**Raw records:**
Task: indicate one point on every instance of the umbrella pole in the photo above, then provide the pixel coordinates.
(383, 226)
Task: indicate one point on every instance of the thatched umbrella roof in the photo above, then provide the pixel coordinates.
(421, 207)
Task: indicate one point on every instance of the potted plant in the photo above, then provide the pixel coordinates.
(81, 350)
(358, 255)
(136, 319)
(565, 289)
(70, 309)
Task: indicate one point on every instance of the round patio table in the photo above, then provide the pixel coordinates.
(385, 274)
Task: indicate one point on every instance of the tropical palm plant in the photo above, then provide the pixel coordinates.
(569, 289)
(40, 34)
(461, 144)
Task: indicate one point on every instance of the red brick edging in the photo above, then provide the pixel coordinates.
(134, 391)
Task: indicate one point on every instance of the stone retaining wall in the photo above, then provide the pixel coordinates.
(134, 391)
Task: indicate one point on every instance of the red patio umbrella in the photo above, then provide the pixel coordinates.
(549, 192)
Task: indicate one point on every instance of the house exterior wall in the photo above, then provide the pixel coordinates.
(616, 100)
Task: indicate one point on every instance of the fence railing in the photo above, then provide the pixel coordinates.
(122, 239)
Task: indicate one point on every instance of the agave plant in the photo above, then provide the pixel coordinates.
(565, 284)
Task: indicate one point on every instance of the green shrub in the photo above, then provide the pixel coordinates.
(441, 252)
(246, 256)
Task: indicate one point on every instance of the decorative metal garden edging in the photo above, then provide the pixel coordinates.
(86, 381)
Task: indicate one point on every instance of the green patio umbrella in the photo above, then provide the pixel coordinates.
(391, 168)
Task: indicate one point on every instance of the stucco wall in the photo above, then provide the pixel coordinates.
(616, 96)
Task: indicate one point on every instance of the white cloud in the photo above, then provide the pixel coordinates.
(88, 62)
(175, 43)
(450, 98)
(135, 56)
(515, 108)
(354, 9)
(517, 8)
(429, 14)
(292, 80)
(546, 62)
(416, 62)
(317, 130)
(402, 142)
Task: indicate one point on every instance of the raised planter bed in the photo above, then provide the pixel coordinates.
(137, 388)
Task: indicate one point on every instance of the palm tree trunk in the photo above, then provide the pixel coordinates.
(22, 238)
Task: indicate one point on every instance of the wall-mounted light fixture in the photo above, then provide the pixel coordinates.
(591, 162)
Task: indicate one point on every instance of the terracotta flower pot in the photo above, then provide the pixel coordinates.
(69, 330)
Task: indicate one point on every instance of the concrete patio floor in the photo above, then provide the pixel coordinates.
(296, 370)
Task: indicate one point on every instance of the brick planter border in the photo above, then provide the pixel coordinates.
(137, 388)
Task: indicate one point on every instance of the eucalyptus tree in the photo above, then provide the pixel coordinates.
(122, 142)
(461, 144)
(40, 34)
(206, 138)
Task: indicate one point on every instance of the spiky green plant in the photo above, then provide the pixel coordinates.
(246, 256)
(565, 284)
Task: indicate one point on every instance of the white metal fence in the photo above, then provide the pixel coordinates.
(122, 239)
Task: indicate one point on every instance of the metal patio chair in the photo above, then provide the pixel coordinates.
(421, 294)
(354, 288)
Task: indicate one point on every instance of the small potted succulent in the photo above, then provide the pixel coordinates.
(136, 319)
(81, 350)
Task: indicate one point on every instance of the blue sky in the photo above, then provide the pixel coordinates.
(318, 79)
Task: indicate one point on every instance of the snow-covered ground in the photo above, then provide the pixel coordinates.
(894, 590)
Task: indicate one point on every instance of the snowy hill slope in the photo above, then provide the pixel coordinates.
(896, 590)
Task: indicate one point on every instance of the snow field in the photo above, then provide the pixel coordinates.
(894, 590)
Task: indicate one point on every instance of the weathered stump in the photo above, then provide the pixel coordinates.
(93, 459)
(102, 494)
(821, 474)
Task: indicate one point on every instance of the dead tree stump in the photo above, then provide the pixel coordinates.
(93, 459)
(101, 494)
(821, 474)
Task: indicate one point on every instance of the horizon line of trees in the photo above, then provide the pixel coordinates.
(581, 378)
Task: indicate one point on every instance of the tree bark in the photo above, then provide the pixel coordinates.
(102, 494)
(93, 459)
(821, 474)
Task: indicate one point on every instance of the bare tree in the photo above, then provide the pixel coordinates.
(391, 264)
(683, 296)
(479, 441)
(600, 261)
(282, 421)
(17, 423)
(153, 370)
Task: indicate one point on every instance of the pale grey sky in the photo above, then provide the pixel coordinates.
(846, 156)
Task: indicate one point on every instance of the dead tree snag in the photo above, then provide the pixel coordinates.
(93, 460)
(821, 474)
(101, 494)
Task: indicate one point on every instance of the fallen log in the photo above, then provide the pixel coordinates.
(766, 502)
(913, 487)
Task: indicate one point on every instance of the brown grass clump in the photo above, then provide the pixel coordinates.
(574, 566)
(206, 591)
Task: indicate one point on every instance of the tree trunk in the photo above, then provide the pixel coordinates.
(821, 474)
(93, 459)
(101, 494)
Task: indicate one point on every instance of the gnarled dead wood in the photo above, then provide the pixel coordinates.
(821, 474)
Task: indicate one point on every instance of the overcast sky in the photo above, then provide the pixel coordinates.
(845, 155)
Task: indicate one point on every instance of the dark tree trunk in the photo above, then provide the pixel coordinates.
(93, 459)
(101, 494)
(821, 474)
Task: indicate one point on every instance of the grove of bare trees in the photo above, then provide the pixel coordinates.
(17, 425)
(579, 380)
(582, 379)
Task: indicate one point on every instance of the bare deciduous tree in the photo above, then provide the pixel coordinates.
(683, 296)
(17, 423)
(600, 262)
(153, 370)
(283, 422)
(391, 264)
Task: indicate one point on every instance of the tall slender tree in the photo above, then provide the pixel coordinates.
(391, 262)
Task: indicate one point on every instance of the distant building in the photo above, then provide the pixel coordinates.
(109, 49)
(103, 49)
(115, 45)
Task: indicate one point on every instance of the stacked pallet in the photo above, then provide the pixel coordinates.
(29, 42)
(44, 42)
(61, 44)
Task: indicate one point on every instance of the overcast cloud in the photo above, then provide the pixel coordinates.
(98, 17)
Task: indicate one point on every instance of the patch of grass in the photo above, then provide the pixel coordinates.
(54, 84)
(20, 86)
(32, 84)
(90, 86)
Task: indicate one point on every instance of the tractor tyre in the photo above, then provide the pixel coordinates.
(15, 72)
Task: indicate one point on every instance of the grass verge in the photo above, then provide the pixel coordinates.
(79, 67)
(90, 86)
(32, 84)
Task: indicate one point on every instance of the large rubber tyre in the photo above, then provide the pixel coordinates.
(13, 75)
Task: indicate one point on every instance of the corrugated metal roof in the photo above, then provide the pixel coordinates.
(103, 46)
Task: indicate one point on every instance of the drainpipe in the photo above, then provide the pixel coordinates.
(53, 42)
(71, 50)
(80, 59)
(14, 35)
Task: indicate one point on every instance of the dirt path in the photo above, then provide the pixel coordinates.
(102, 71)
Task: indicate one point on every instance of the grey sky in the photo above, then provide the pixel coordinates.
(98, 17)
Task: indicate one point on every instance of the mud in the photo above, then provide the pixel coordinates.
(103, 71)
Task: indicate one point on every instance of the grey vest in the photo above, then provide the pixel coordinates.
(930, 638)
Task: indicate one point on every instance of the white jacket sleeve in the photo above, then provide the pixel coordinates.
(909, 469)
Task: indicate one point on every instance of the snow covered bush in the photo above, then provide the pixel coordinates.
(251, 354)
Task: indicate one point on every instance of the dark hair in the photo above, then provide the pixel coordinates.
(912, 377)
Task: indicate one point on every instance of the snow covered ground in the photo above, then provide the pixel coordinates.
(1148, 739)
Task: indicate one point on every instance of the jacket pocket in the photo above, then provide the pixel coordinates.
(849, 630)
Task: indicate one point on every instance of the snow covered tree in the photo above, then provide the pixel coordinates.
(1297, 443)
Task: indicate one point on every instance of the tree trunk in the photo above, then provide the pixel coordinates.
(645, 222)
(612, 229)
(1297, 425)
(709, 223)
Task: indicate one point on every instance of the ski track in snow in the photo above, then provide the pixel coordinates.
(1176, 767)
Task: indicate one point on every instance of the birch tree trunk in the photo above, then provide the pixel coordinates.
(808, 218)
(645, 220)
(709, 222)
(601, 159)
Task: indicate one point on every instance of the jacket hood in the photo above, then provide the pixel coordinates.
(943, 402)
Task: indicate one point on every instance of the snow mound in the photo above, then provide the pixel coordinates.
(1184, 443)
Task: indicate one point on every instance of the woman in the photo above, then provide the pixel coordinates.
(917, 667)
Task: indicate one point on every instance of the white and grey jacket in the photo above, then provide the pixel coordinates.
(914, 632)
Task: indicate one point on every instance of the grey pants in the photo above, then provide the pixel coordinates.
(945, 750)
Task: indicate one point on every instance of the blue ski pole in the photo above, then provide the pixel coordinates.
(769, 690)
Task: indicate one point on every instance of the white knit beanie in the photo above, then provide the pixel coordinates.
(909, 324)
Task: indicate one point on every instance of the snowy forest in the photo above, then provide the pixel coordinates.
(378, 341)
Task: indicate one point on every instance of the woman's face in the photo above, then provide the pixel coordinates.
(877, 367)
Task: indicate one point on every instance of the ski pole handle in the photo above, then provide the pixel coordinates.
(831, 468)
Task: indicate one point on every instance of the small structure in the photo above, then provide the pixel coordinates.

**Short problem:**
Using the material above, reproduce exactly the line that contains "Task: indicate one point on every instance of the snowy forest" and all lines after it through the last one, and only those.

**Response to the exercise:**
Task: indicate one point on every instance of the snowy forest in the photo above, then provide the pixel coordinates.
(378, 341)
Task: indicate one point on every instance of the woman's face in the photo above, then provide the pixel coordinates.
(877, 367)
Task: indicate one point on every instance of the ski pole handle in the photo above, then provide the pixel coordinates.
(831, 468)
Task: indicate one point on every instance of the small structure in the photo above, then provide the pixel coordinates.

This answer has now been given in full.